Instructions for the task -> Please return each line of the entries below that contains the word "forest". Case counts.

Given information ->
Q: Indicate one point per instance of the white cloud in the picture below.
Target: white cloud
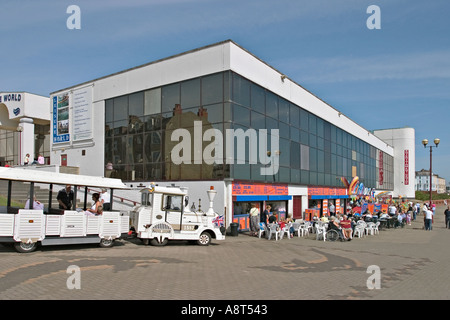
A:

...

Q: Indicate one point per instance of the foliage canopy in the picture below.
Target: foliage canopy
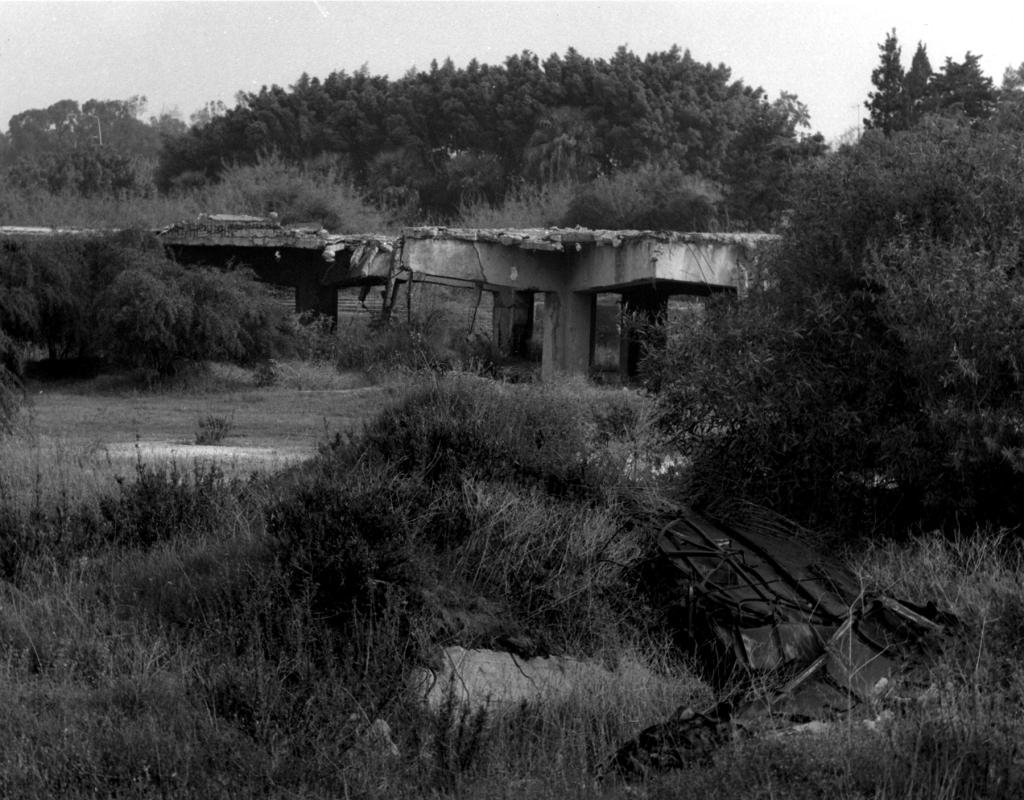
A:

---

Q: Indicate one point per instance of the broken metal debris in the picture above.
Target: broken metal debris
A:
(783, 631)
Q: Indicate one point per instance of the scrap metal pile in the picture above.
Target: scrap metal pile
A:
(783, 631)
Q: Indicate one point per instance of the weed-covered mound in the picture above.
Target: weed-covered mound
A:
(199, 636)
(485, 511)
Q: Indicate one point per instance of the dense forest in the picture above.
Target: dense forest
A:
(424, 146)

Output of the task ->
Q: Indicate one point per instance of the dense forest in the picture above.
Target: dense forest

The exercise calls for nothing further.